** begin DATASET EXCERPTS **
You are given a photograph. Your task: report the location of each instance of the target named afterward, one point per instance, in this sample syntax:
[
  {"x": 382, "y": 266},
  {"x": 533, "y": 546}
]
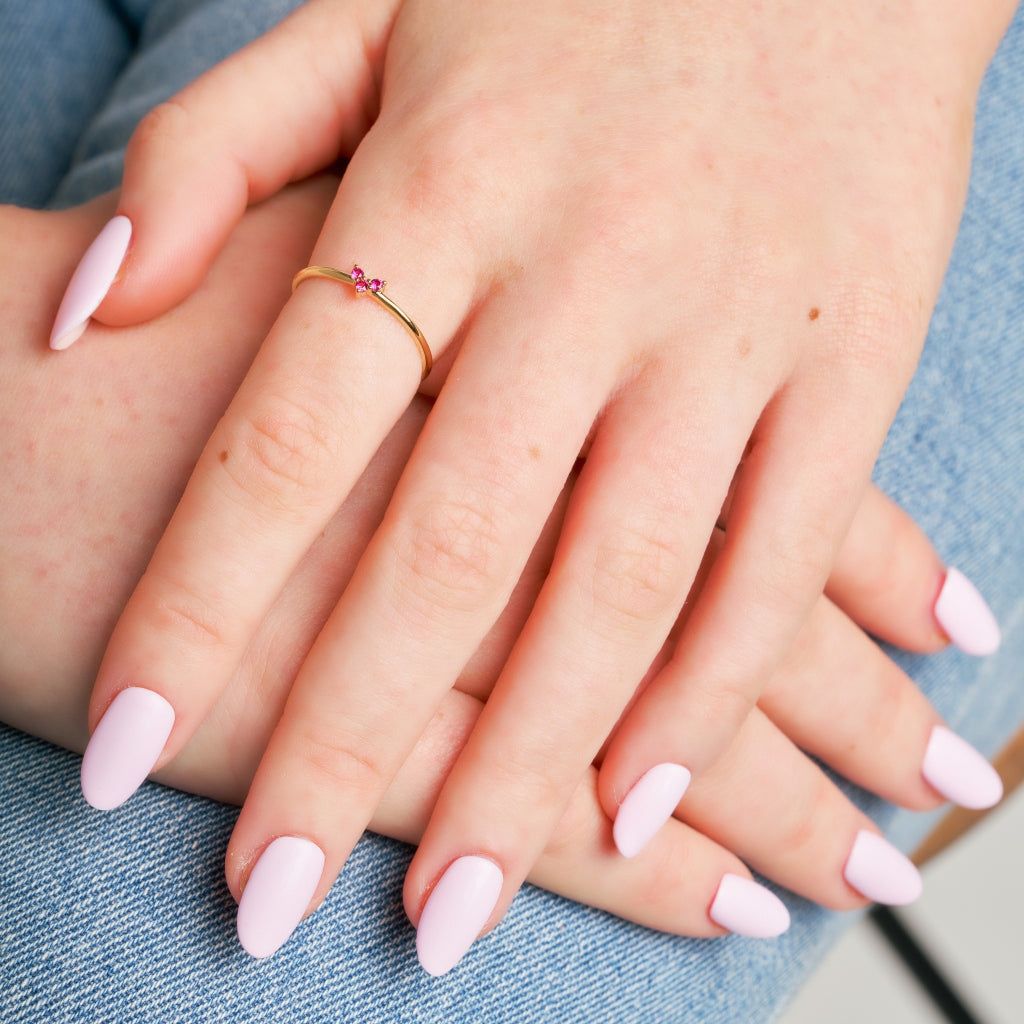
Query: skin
[
  {"x": 98, "y": 450},
  {"x": 723, "y": 250}
]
** end DATASET EXCERPTS **
Return the data above line for line, without changing anything, but omit the picture.

WRITTEN SOLUTION ::
You are given a photograph. Your task: report the location of each instance of the target named afterward, one point per instance, in this sample syntax:
[
  {"x": 382, "y": 266},
  {"x": 533, "y": 546}
]
Query: skin
[
  {"x": 98, "y": 450},
  {"x": 723, "y": 250}
]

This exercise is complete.